DOCUMENT PASSAGE START

The Shape of Plants to Come
Our lives and much of our technology depend on the shape of plants and their cells. Wood products, cotton, dietary fibre, and paper all reflect the unique properties of plant cells that enable them to expand in diverse ways. Understanding the basic mechanisms that underlie the growth and development of plant cells is an essential first step toward harnessing their biotechnological potential.
As Canada Research Chair in Plant Cell Biology, Dr. Geoffrey Wasteneys is discovering factors that shape plant cells. Combining molecular genetics with state of the art microscopy, his research has already identified proteins that drive the cell-shaping machinery.
In structure, plant cell walls closely resemble advanced composite materials like Kevlar, with microscopic cellulose polymers embedded in a matrix substance. Mechanical properties of plant cell walls are determined through interactions between cellulose and matrix components. These interactions are in turn regulated by processes occurring within the cell that are co-ordinated by a network of filamentous proteins known as the cytoskeleton. The major area of Dr Wasteneys' research is concentrated on understanding how the cytoskeleton regulates cell wall composition, structure, and mechanical properties.

DOCUMENT PASSAGE END
RECORDED DATA START

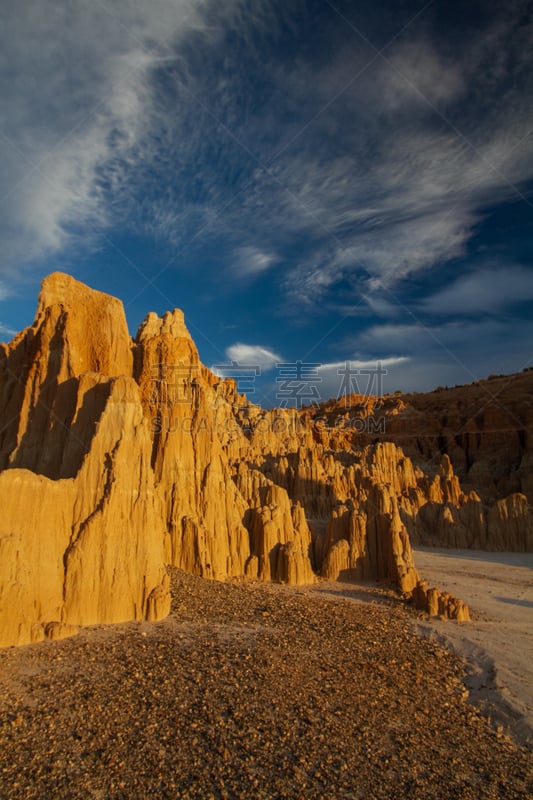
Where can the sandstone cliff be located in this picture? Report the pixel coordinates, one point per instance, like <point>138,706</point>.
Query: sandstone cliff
<point>118,456</point>
<point>473,447</point>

RECORDED DATA END

*WHAT YOU NEED TO DO*
1. List every product that the passage on plant cell shape says reflects the unique properties of plant cells.
2. Continue the passage on plant cell shape from its last sentence.

*SOLVED PROBLEMS*
1. Wood products, cotton, dietary fibre, paper

2.
Part of Dr. Wasteneys' research program is also devoted to developing fertilization-independent seed production in crop plants. The idea is to stimulate specialized cells to revert to stem cell status and then develop into embryos. This occurs naturally in certain plants, but rarely in agriculturally important ones. Enabling crop plants to produce seed without fertilization will have enormous benefits for propagating large numbers of hybrid seeds, which is currently not practical in major Canadian crops like wheat.
Dr. Wasteneys is using an innovative combination of technologies to gain a clearer understanding of the subcellular mechanisms that shape plant cells and that enable specialized cells to be reprogrammed into embryos. Identifying and understanding the complexity of these mechanisms will lead to biotechnological applications ranging from the improvement of fibre properties for the forestry industry to the harnessing of fertilization-independent seed production for agriculture.